*Document section:*
Saturday, December 29, 2018

Illinois' population is falling, but the sky isn't

Analysis: Illinois' population is falling, but the sky isn't

By Tim Jones
Better Government Association

Updated 6/9/2018 4:04 PM



Illinois hiked the state income tax rate by 66 percent in 2011 and three years later, according to revised census estimates, the state's population had grown by more than 20,000. The tax rate dropped down again in 2015 and, since then, the census estimate has plunged 60,000.

There's a popular and populist narrative afoot in Illinois that taxes are a root cause of a recent population swoon. But experts say a careful look at the data, in Illinois and elsewhere, blows holes in that notion.


How Illinois compares

Total population growth in Midwestern states since the 2000 census
Illinois 3.1%
Indiana 9.6
Iowa 7.9
Kansas 8.3
Michigan 0.2
Minnesota 13.4
Missouri 9.2
Nebraska 12.2
North Dakota 17.6
Ohio 2.7
South Dakota 15.2
Wisconsin 8.0

"The knee-jerk tax thing doesn't work because you can find high-tax areas that are growing in the U.S. and you can find low-tax areas that are declining," said Chicago demographer Rob Paral. "I know that gets lost on people who want to blame taxes on everything."

*Given material:*
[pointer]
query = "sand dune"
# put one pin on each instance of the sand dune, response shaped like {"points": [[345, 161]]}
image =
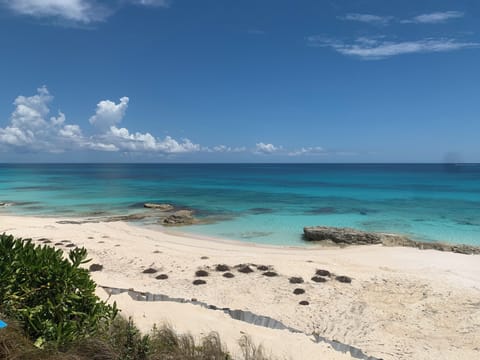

*Directives:*
1) From the article on Illinois' population, list every Midwestern state whose total population growth since the 2000 census exceeds 10 percent, together with its figure.
2) Write a continuation of the article on Illinois' population, beginning after its final sentence.

*Expected answers:*
1)
Minnesota 13.4%
Nebraska 12.2%
North Dakota 17.6%
South Dakota 15.2%

2)
Exhibit A is Minnesota, the state with the highest income tax rates in the Midwest but one of the fastest-growing populations. Exhibit B is Kansas, suffering slow population growth despite going on a tax-cutting frenzy sold as a way to supercharge the state.

Some complicated stew of events and trends clearly is affecting Illinois, with recent annual census estimates showing head count nudging down as immediate neighbors grow, albeit marginally. Economic experts say one possible reason for the divergence is that neighbors benefited more significantly from a resurgence in auto manufacturing following the Obama administration's federal bailout of that industry.

Rather than spur sophisticated analysis of a multifaceted problem, the numbers more typically become fodder for a blame game in which scoring political and ideological points is paramount.

The instinct to pounce obscures a statistical quirk of the census: Population estimates decried as disastrous on first blush often get revised upward, sometimes significantly, to little fanfare. That clearly has been the case for Illinois, where a numbers downturn is troubling but far from the free fall some media reports and partisans suggest.

In 2016, for example, the Census Bureau's American Community Survey population estimate for Illinois was initially listed as 12,801,539 and said to reflect a drop of more than 37,000 from the previous year. In 2017, the initial estimate was pegged at 12,802,023 and said to be down more than 33,000.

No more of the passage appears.